TASK DESCRIPTION
Pick every line from the data that holds the word "petal".

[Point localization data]
--------------------------------------------------
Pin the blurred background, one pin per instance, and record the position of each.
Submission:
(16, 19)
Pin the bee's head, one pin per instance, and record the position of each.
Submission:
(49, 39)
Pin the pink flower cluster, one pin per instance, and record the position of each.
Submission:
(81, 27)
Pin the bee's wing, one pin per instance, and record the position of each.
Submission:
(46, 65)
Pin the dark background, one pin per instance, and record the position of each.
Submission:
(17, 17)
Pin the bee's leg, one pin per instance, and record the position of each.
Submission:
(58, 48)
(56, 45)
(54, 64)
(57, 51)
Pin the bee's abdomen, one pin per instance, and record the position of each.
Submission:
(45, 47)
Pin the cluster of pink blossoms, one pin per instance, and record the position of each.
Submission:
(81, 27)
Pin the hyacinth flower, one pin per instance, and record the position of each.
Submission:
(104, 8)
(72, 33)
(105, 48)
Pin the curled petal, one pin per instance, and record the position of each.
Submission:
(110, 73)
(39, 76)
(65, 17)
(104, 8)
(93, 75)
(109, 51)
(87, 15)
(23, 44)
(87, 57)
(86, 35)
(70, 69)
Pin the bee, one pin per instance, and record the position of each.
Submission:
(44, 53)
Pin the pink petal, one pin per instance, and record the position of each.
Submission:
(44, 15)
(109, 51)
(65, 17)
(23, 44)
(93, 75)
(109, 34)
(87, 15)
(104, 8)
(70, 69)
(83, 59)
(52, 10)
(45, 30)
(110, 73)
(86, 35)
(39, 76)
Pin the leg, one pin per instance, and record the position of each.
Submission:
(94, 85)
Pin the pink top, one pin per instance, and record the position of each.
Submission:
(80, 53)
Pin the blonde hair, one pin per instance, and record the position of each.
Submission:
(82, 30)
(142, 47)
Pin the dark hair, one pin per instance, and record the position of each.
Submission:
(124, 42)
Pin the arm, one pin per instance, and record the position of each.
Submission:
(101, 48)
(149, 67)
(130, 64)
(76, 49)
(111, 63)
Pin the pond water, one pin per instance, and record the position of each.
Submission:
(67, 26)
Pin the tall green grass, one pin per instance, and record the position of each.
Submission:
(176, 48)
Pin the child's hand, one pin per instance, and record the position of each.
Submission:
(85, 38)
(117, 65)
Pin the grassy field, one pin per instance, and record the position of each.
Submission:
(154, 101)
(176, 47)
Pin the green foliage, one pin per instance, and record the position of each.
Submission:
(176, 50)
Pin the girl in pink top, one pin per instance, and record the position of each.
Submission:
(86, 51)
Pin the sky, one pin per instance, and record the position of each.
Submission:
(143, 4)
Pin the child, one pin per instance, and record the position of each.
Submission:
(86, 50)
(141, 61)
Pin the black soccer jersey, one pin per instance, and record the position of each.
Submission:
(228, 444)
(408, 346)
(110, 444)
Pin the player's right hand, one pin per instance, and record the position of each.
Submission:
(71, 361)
--------------------------------------------------
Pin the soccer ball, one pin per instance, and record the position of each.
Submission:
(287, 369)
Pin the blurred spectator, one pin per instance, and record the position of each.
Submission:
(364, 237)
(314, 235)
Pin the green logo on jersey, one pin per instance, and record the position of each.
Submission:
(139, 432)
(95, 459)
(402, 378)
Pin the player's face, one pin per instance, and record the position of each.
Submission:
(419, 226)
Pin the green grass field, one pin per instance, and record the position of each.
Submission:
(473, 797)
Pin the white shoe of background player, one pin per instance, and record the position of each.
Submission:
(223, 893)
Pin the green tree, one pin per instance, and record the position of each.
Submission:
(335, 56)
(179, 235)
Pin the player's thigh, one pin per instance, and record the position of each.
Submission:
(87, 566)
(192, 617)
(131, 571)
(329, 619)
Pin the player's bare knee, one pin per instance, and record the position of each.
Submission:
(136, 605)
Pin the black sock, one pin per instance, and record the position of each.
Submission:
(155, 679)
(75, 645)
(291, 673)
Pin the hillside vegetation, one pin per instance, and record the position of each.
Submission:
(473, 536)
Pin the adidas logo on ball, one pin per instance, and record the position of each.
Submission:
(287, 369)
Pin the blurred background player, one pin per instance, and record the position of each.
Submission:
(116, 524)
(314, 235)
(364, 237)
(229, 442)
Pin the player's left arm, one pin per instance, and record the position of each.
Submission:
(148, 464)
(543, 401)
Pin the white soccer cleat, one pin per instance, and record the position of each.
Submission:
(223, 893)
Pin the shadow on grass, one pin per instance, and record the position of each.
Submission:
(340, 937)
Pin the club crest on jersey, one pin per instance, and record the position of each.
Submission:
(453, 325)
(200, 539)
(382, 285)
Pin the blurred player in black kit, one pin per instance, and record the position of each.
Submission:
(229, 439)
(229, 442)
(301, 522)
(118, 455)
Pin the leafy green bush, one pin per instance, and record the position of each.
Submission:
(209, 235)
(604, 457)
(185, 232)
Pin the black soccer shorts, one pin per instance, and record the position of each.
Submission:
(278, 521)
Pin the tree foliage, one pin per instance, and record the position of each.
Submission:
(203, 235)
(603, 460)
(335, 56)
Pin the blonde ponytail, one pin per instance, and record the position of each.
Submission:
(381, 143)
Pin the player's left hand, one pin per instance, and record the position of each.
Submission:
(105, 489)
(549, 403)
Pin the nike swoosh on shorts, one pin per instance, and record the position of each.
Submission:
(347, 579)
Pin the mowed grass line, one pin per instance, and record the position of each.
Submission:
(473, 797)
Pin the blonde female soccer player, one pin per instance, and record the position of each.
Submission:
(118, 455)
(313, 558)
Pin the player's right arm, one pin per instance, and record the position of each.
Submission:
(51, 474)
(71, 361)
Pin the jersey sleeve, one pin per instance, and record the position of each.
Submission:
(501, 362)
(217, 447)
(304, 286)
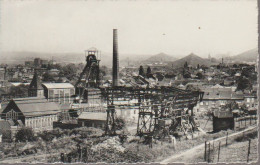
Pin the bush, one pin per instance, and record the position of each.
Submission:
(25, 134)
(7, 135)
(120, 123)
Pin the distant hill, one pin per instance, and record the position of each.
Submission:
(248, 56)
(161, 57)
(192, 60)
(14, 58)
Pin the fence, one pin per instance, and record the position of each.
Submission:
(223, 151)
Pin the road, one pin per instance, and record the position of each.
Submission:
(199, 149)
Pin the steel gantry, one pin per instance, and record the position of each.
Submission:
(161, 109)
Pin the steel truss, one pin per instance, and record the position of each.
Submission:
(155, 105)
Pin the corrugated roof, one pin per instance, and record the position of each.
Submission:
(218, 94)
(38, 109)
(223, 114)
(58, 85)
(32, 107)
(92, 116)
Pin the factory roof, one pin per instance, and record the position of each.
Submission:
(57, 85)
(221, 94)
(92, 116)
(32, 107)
--------------------------------------------------
EXERCISE ANSWER
Pin the curled petal, one pin per instance, and record the position of each.
Pin the pink petal, one pin per instance, and record the position of each.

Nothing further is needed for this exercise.